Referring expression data
══════════

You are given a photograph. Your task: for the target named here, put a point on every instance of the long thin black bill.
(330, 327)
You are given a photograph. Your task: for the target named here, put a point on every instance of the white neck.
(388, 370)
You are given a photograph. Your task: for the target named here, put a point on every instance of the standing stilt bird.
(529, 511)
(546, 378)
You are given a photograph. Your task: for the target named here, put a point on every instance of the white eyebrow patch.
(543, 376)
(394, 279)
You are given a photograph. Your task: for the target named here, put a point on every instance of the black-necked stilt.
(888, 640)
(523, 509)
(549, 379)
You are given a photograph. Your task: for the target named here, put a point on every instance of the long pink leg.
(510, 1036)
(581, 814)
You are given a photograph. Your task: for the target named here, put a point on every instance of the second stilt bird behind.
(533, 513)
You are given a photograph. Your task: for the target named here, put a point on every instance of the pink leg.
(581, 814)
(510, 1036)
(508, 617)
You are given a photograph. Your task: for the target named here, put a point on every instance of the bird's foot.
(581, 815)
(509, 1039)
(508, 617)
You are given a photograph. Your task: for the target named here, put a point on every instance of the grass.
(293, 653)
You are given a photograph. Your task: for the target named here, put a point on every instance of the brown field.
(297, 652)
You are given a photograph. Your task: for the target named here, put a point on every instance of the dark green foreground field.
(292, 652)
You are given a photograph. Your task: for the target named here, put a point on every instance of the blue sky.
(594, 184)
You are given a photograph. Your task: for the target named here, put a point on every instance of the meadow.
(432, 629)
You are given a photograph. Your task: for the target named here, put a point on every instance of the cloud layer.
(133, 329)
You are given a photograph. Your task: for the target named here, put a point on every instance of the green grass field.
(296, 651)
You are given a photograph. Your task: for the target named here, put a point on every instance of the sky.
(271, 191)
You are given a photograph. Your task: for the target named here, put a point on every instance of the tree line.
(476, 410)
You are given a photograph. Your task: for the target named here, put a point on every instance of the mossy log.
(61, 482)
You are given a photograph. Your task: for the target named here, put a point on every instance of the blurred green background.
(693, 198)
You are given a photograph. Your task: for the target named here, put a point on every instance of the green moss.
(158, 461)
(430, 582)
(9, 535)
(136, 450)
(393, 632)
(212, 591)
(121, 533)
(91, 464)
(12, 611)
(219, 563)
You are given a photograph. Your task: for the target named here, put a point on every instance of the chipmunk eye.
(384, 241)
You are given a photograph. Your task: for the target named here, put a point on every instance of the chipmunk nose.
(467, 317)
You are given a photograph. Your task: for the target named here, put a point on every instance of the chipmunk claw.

══════════

Return each entry above exactly, leaving none out.

You are given a photograph. Your task: for the target named here, put a point on every instance of the long thin black bill.
(330, 327)
You are given a photograph. Your task: for the target named here, put a point on every instance of the white neck.
(388, 370)
You are given a photograph. Your task: for the target named here, put a point on every instance of the standing stilt bird.
(529, 511)
(546, 378)
You are given a photograph. Your task: for the target named here, put a point on every instance of the white eyebrow patch.
(543, 376)
(394, 279)
You are given a photograph. Your task: for the target named here, put a point on every instance of the black-necked stilt.
(888, 640)
(523, 509)
(549, 379)
You are given a photograph. Your task: for the target named here, put a point on every instance of the long pink leg.
(510, 1036)
(581, 814)
You are given a photograph. Your task: for the target named here, put a point on every instance of the second stilt bird behind.
(533, 513)
You are given a photograph. Your task: for the target named here, put a point on every instance of the pink leg.
(581, 814)
(510, 1036)
(508, 617)
You are given a photograph. Your task: for the target named here, put a point on every instance of the bird's foot.
(581, 815)
(509, 1039)
(508, 617)
You are given a photograph. Your task: for the target named here, put a point on every instance of the grass.
(293, 653)
You are given a photograph. Your task: for the target named here, put a point on every instance of the brown field.
(297, 652)
You are given a photograph. Your task: for the target named here, put a point on every instance of the dark green foreground field.
(292, 652)
You are given a photograph. Your task: for the target named here, put a point on every instance of the blue sky.
(594, 184)
You are given a photograph. Your task: for the target named here, put a point on every instance of the meadow.
(432, 629)
You are given a photograph. Your task: for the target named here, put a point on every instance of the cloud layer.
(133, 329)
You are given a photograph. Your task: for the target named here, put a point on every instance of the green grass field.
(296, 651)
You are given a photograph. Your task: for the target named here, put a point on every instance of the sky.
(271, 191)
You are given a photograph. Your task: for the target named here, put a point on every instance of the tree line.
(476, 410)
You are given a photograph. Your task: for the target named here, put a point on every instance of the mossy log.
(61, 482)
You are given a photograph. Your task: for the target named here, put a point on every instance of the blurred green background.
(693, 198)
You are given a photograph. Your task: for the target named here, put a point on every instance of the green moss.
(158, 461)
(430, 582)
(9, 535)
(136, 450)
(393, 632)
(212, 591)
(121, 533)
(91, 464)
(12, 611)
(219, 563)
You are given a photograph. Your task: for the target named here, put a point on every instance of the chipmunk eye.
(384, 241)
You are given a photograph. Your task: for the target named here, put a point on every instance of the chipmunk nose.
(467, 317)
You are given a photograph. Your task: for the target named here, put a point on every instance of the chipmunk claw.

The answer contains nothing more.